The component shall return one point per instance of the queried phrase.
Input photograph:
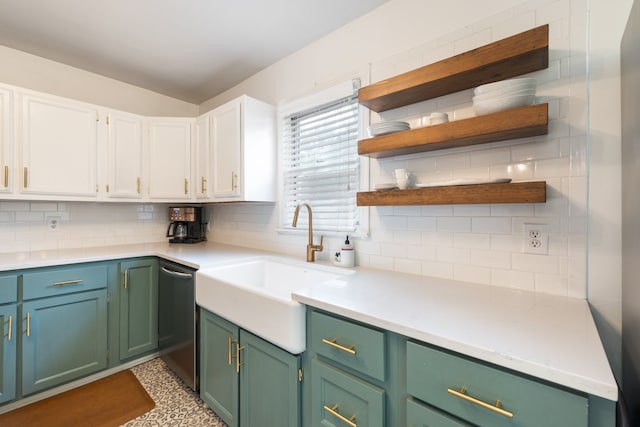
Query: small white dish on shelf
(464, 181)
(384, 128)
(385, 186)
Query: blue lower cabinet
(8, 320)
(421, 415)
(486, 395)
(63, 338)
(138, 290)
(340, 399)
(246, 380)
(218, 376)
(269, 384)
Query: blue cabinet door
(8, 322)
(138, 291)
(269, 384)
(218, 370)
(63, 338)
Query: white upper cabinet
(124, 156)
(244, 151)
(58, 142)
(6, 141)
(202, 158)
(170, 158)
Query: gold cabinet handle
(462, 394)
(67, 282)
(239, 348)
(333, 410)
(10, 324)
(28, 323)
(203, 185)
(332, 342)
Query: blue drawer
(353, 345)
(340, 399)
(8, 289)
(63, 280)
(486, 395)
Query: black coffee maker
(186, 225)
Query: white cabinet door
(58, 141)
(170, 158)
(227, 138)
(6, 141)
(124, 156)
(244, 151)
(202, 158)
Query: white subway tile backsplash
(469, 273)
(29, 217)
(454, 224)
(491, 225)
(472, 241)
(438, 269)
(475, 243)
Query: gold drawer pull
(462, 394)
(239, 348)
(10, 328)
(68, 282)
(351, 350)
(28, 323)
(333, 410)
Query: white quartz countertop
(549, 337)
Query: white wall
(475, 243)
(33, 72)
(480, 243)
(606, 26)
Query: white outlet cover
(535, 239)
(53, 222)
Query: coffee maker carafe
(186, 225)
(177, 230)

⁂

All the records need to be repeated exactly, with the images dropped.

**COMPLETE OUTPUT:**
The component shall return one point per instance of the queried phrase.
Input photograph:
Query: small white dish on shelf
(464, 181)
(384, 128)
(385, 186)
Query: blue lower cabinet
(8, 320)
(421, 415)
(486, 395)
(63, 338)
(138, 290)
(340, 399)
(246, 380)
(218, 376)
(269, 384)
Query: blue cabinet door
(8, 322)
(138, 291)
(269, 384)
(218, 370)
(63, 338)
Query: white upper cabinet
(124, 156)
(244, 151)
(58, 142)
(6, 141)
(202, 158)
(170, 158)
Query: gold cabinet handle
(462, 394)
(67, 282)
(239, 348)
(333, 410)
(10, 324)
(28, 323)
(203, 185)
(332, 342)
Query: blue drawer
(353, 345)
(340, 399)
(8, 289)
(63, 280)
(486, 395)
Query: black coffee maker
(186, 225)
Query: white cabinet door
(58, 141)
(170, 158)
(227, 138)
(6, 141)
(124, 156)
(244, 151)
(202, 158)
Query: white subway tile backsplash
(469, 273)
(29, 217)
(454, 224)
(491, 225)
(472, 241)
(438, 269)
(475, 243)
Query: gold drawer pull
(462, 394)
(239, 348)
(10, 328)
(68, 282)
(351, 350)
(28, 323)
(333, 410)
Query: white quartz countertop
(549, 337)
Query: white wall
(475, 243)
(33, 72)
(480, 243)
(606, 26)
Query: white outlet cover
(535, 239)
(53, 222)
Query: coffee maker carafe
(186, 225)
(177, 230)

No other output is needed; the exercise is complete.